- _Given exercise A_:
Summarize the interview with Benoît Feildel about the participatory research platform in two sentences.
- _Given exercise B_:
In the interview with Benoît Feildel, what does the selection committee judge instead of scientific opportunity?
- _Given exercise C_:
Carry on the interview with Benoît Feildel about the participatory research platform, picking up after its final paragraph.

- _Text section_:
* begin *

Benoît Feildel: “Society at large must have a say in the choice of research topics”
Through its participatory research platform, the University of Rennes helps since 2022 to the development of research project co-constructed by academics, associations and decision makers
In 2022, the University of Rennes was awarded the “Sciences with and for Society” label by the French Ministry of Higher Education and Research. For which project?
Benoît Feildel: The TISSAGE project, whose acronym stands for “Triptyque Science Société pour AGir Ensemble” (Science Society Triptych for Acting Together). It has three main themes: “Meeting in training”, “Reinventing public debate” and “Co-constructing research”. I am in charge of the latter, which is developing a participatory research platform.
What is the motivation behind this platform?
B. F.: Today’s universities have become specialized and estranged from civil society. The choice of research topics is made either by the state, or by the academics themselves. We want to change that a bit. That is why all our actions in the TISSAGE project are based on the equally balanced triptych researcher-citizen-decision maker. Citizens are represented by organizations of the civil society: mainly associations, and small businesses. The decision makers are public decision makers, political and administrative leaders, as well as business leaders. In all three areas, we require all three types of stakeholders to be present. The aim of the participatory research platform is to implement this triptych in research projects.
How does it work?
B. F.: The participatory research platform is a seed fund and incubator. Each year, we launch a call for projects offering a grant of between €3,000 and €5,000. This sum is mainly intended to finance meetings where the three types of stakeholkders – researchers, citizens and decision-makers – get to know each other better, translate each other’s vocabulary, and start to build the research project. This stage is crucial, as we know of examples of “participatory research” in which academics are the prescribers of the research problem. And it is important to give economic recognition to the involvement of civil society: participating associations can be paid for this meeting time. In all, we have financed 32 projects over three years, out of the 35 proposals.
Why is the success rate so high?
B. F.: The selection committee, which is made up of the same triptych, does not judge scientific opportunity: it judges the desirability of a meeting. It tries to assess the willingness of the project’s co-initiators to really work together. Moreover, the applications did not exceed the total budget, which was around €50,000 per year.
What types of projects were selected under this scheme?
B. F.: To illustrate the diversity, in the last wave, decided in October 2024, there is a research project with the Rennes-based association Les Pétrolettes, which works on student prostitution, with academics from the École des Hautes Études en Santé Publique (Public Health Advanced Studies) and the metropolis of Rennes. There is a project to experiment with agroforestry as part of a social economy scheme. Another example: the reconstruction of a prehistoric pirogue in experimental archaeology, with locals in Vannes, in collaboration with an association working on urban policy. Or the mobilization of the associative sector in the neighborhood near Rennes 2 university to reflect on the issues of inequality and forms of discrimination, with sociologists, city policy players, the local community center and, of course, the public decision-makers behind these policies.
How easy is it for citizens to get involved through associations?
B. F.: Cécilia Querro, the platform’s coordinator, has worked hard to create links. She has used her knowledge of the associative world, and specific methodologies to enable the positions of the different players to be symmetrical, so that civil society, the associative sector, think that they are legitimate to put their questions to the university and to co-construct together. The call for projects is launched through higher education and research diffusion channels. C. Querro brings these opportunities to the attention of the associative sector, and accompanies the requests that come from there.

* end *

- _Data entries_:

* begin *

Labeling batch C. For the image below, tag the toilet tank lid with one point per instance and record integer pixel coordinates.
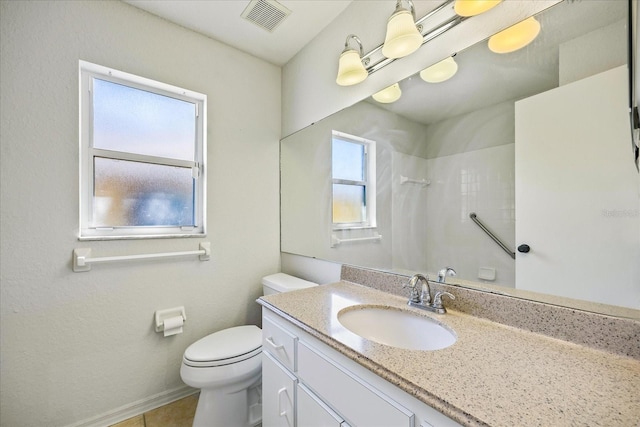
(282, 282)
(225, 344)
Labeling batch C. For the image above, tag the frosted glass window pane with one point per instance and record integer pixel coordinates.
(142, 194)
(348, 203)
(141, 122)
(347, 160)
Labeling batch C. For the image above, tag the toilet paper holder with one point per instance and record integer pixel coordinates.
(162, 315)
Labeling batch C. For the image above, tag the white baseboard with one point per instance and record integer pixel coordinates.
(136, 408)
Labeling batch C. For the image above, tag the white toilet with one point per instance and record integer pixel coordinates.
(227, 368)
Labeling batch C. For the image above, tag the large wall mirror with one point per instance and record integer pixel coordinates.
(531, 147)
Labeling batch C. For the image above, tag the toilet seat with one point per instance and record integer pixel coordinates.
(225, 347)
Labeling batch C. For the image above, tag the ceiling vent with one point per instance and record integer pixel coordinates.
(266, 14)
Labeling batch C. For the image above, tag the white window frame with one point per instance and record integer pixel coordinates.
(369, 183)
(87, 231)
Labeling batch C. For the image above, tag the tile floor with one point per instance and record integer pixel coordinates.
(176, 414)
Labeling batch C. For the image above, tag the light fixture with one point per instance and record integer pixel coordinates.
(515, 37)
(403, 36)
(351, 69)
(389, 94)
(473, 7)
(440, 71)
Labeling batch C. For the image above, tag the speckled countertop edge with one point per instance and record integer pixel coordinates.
(609, 333)
(495, 375)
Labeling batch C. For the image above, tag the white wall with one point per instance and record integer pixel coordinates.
(310, 92)
(79, 345)
(581, 216)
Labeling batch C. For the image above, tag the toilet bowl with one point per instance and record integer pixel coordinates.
(227, 368)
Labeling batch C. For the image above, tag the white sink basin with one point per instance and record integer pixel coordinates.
(396, 327)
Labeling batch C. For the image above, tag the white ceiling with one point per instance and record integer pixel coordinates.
(221, 20)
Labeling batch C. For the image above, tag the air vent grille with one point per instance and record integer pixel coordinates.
(266, 14)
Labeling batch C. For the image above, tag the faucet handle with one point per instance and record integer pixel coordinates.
(437, 299)
(412, 283)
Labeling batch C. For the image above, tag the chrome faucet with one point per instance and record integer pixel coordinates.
(447, 271)
(422, 299)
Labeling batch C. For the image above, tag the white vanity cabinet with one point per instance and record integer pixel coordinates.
(313, 412)
(278, 393)
(306, 383)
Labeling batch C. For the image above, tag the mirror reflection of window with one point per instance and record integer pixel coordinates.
(353, 179)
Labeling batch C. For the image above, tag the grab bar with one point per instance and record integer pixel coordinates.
(335, 241)
(504, 247)
(82, 256)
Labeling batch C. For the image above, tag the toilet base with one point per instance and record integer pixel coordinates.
(242, 408)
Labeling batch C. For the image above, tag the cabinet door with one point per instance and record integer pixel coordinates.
(278, 398)
(355, 399)
(312, 412)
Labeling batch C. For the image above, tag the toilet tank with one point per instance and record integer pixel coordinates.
(281, 282)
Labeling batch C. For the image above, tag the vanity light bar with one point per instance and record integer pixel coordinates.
(430, 35)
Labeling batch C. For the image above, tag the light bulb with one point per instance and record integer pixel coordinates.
(515, 37)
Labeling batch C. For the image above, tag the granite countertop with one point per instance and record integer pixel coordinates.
(494, 375)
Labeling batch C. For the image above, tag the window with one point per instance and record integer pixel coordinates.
(142, 157)
(353, 174)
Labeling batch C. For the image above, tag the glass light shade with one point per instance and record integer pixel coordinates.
(474, 7)
(350, 69)
(389, 94)
(440, 72)
(515, 37)
(403, 38)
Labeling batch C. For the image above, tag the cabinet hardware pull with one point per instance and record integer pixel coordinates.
(282, 413)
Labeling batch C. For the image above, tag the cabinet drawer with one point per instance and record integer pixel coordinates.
(352, 398)
(279, 343)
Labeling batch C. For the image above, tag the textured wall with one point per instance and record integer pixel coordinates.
(309, 91)
(77, 345)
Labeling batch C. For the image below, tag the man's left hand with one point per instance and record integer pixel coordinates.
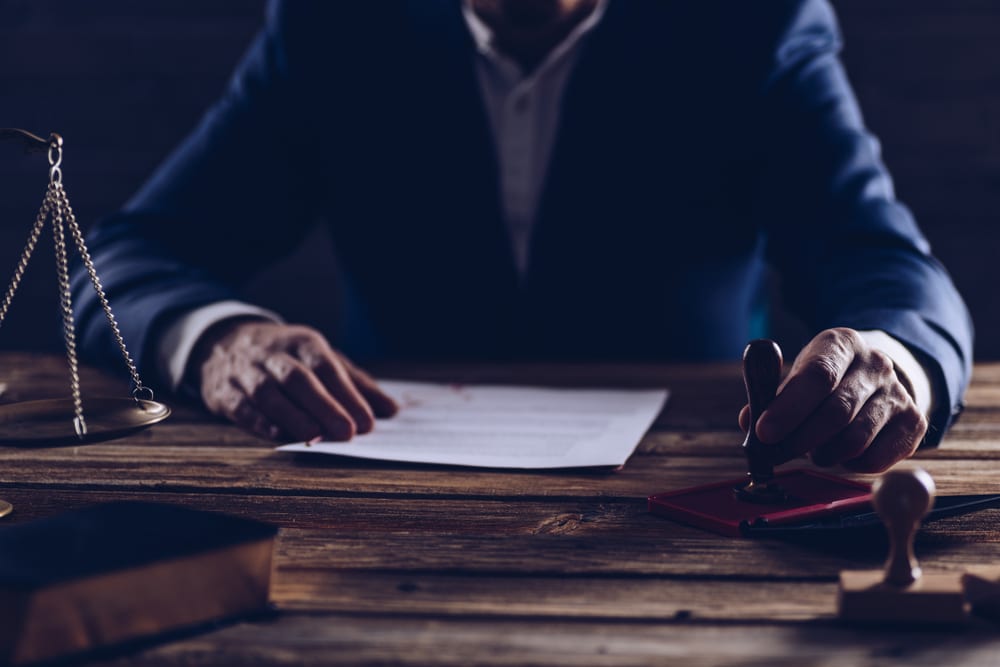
(842, 403)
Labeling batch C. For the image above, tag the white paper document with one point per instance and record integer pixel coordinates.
(504, 426)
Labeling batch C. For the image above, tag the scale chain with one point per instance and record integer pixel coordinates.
(66, 300)
(29, 248)
(56, 206)
(137, 389)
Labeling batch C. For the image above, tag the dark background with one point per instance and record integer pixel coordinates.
(124, 81)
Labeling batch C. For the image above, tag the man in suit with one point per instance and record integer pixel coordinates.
(542, 179)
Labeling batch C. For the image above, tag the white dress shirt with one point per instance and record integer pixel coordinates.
(523, 111)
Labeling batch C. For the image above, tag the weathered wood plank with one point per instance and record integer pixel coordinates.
(500, 537)
(360, 591)
(254, 469)
(322, 639)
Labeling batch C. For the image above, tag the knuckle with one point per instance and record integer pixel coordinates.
(259, 390)
(880, 363)
(824, 372)
(842, 408)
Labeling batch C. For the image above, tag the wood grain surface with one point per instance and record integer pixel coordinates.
(385, 563)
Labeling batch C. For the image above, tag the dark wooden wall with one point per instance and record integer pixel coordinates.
(123, 81)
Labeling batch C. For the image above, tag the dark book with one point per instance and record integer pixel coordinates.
(110, 573)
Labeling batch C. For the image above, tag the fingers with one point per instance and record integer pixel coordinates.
(897, 441)
(304, 390)
(333, 376)
(842, 403)
(855, 438)
(381, 403)
(815, 375)
(847, 407)
(281, 381)
(264, 393)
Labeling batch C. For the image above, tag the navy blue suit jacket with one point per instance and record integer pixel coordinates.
(697, 141)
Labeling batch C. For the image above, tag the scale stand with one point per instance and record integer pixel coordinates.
(61, 420)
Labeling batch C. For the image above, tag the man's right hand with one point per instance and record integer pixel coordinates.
(285, 382)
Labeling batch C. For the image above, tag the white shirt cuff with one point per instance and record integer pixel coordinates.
(904, 360)
(179, 339)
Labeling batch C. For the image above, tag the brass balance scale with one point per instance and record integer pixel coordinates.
(61, 420)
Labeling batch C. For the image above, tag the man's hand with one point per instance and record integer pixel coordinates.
(842, 402)
(285, 382)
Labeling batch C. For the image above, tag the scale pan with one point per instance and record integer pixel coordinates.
(50, 421)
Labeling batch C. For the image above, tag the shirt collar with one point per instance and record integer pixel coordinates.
(482, 34)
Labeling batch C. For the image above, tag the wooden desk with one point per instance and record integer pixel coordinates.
(401, 564)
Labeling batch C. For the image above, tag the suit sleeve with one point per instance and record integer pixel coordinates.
(848, 253)
(234, 196)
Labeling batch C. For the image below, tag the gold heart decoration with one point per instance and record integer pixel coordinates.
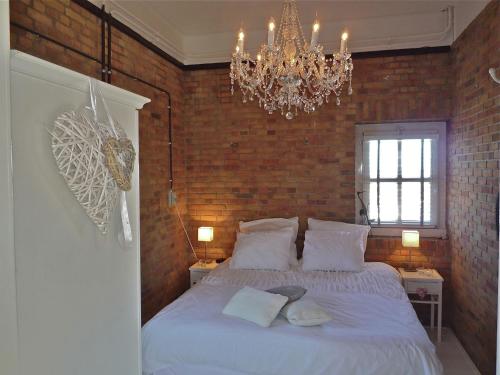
(119, 159)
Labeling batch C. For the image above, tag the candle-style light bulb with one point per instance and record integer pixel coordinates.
(343, 41)
(241, 39)
(270, 33)
(315, 34)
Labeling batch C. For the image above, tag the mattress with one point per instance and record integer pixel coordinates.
(374, 330)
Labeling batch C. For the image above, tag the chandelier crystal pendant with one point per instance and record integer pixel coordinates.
(288, 74)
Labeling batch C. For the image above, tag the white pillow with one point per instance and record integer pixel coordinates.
(272, 224)
(255, 305)
(305, 313)
(333, 251)
(315, 224)
(262, 250)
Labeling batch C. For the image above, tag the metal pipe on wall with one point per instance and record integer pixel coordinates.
(107, 23)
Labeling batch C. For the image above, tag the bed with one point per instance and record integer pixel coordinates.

* end *

- _Response A_:
Benoît Feildel explains that the University of Rennes, which won the "Sciences with and for Society" label in 2022 for its TISSAGE project, runs a participatory research platform that brings researchers, citizens and decision makers together in equal balance. The platform works as a seed fund and incubator, giving grants of €3,000 to €5,000 mainly for meetings among the three types of stakeholders, and it has financed 32 of 35 proposals over three years.

- _Response B_:
It judges the desirability of a meeting.

- _Response C_:
Once projects have been selected, how do you support them?
B. F.: During the incubation period, which lasts about a year, we offer three group meetings for the collectives behind the projects, so that they can share their experiences and help each other. There is also more individualized support, depending on the needs and requests of each collective. And, at the end of the year, we organize a symposium, with a reflective goal. In the first year, we focused on how researchers position themselves in participatory research, how it transforms their profession, but also their epistemology, their way of conceiving the construction of knowledge, and the legitimacy of different types of knowledge. In the second year, we worked on the notion of the citizen-researcher, by conducting a survey of “key witnesses”. Next year, we plan to turn our attention to decision makers. What’s more, as we come to the end of the three-year experiment, we hope to raise awareness of the need for further funding.
Have you already evaluated the impact of this scheme?
Some groups have held meetings, developed research projects, and applied for, and even obtained, funding from other sources. For example, since 2019, the Brittany Region has had a call for Research and Society projects, for maximum funding of €80,000. Other projects have obtained funding from the National Research Agency, 1% of whose budget is dedicated to science with and for society, and which launches dedicated calls for projects. Other groups have failed to meet. On a more general level, many of the associations that come to us say that participatory research gives them a form of legitimacy to make themselves known and to seek subsidies from public players. It’s a form of instrumentalization, but we accept it, as long as the work carried out is of a scientific nature. If this in-depth work reveals that associative action has a strong social utility and that it can be enriched by the co-construction of knowledge and the contribution of knowledge also built up in the academic world, so much the better.
How do companies participate in these initiatives?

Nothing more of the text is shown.